● GIVEN EXERCISE:
Print the passage of the phonics research text between "In December of" and "of teaching reading.", inclusive.

● DOCUMENT SEGMENT:
──────

In 1983, Harvard professor Jeanne Chall reaffirmed her previous research
findings and recommended that teacher training be changed to require the
teaching of intensive, systematic phonics, essentially the same approach that
had been used successfully before the "look and say" method was introduced.
In 1985, the U.S. Department of Education released a report prepared by the
Commission on Reading titled "Becoming a Nation of Readers," which once again
confirmed the obvious:
"Classroom research shows that, on the average, children who are taught
phonics get off to a better start in learning to read than children who are not
taught phonics. . . . The picture that emerges from the research is that phonics
facilitates word identification and that fast, accurate word identification is a
necessary but not sufficient condition for comprehension. . . . Thus, the issue
is no longer, as it was several decades ago, whether children should be taught
phonics. The issues now are specific ones of just how it should be done."
In 1991 another major study was released by the Center for the Study of
Reading at the University of Illinois, titled "Beginning to Read: Thinking and
Learning about Print: A Summary," by Marilyn Jager Adams. This study is of
particular interest to teachers, because it once again reaffirms the need to
teach the English language as a system, and suggests that well-developed
concepts about the form and function of print, including rapid recognition of
letters, awareness of sounds in spoken words, and rich experience with books and
stories, are important underpinnings for children's success in learning to read.
Dr. Adams states:
"All children will benefit from and many children require systematic, direct
instruction in the elements of the alphabetic code."
How have educators responded to research?
Since admitting fault is not an easy thing for anyone to do, most education
professionals respond to research findings that advocate the teaching of
intensive systematic phonics with the following excuses: there isn't an
illiteracy problem; we do teach phonics; no one method is best; English isn't
phonetic; word calling isn't reading; the child isn't ready; the child has a
reading disability; it's the parents fault; it's too much TV. But if we are to
solve the problem of illiteracy in America, we must stop making excuses and take
immediate action to change the way reading is taught.
In December of 1982, a survey of 1609 professors of reading in 300 graduate
schools was conducted. When asked which reading authorities of all time, in
their opinion, had written the most significant, most worthy, "classic" studies
in reading, the top three individuals on the list, in order, were Frank Smith,
Kenneth Goodman and Edmund Huey, all well-known, vociferous, dedicated,
dogmatic, enemies of early, intensive teaching of phonics. Frank Smith and
Kenneth Goodman are two of today's most influential proponents of the "look and
say" or as they would term it, "whole language" philosophy of teaching reading.

──────

● Dataset excerpt:
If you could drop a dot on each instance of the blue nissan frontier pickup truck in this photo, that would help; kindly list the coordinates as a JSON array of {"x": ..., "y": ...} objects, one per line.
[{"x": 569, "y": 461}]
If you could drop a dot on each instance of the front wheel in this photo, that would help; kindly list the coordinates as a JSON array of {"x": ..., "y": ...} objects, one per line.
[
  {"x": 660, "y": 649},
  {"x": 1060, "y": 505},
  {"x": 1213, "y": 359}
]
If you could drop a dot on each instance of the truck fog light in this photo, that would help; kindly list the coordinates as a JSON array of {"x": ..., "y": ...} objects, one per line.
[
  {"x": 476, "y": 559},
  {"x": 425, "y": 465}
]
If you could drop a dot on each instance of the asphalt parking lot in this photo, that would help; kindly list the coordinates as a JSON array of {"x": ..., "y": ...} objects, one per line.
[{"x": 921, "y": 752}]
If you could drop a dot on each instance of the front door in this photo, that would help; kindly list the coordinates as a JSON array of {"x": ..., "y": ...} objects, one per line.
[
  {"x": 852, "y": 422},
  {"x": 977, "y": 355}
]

──────

● SOLUTION TO THE EXERCISE:
In December of 1982, a survey of 1609 professors of reading in 300 graduate
schools was conducted. When asked which reading authorities of all time, in
their opinion, had written the most significant, most worthy, "classic" studies
in reading, the top three individuals on the list, in order, were Frank Smith,
Kenneth Goodman and Edmund Huey, all well-known, vociferous, dedicated,
dogmatic, enemies of early, intensive teaching of phonics. Frank Smith and
Kenneth Goodman are two of today's most influential proponents of the "look and
say" or as they would term it, "whole language" philosophy of teaching reading.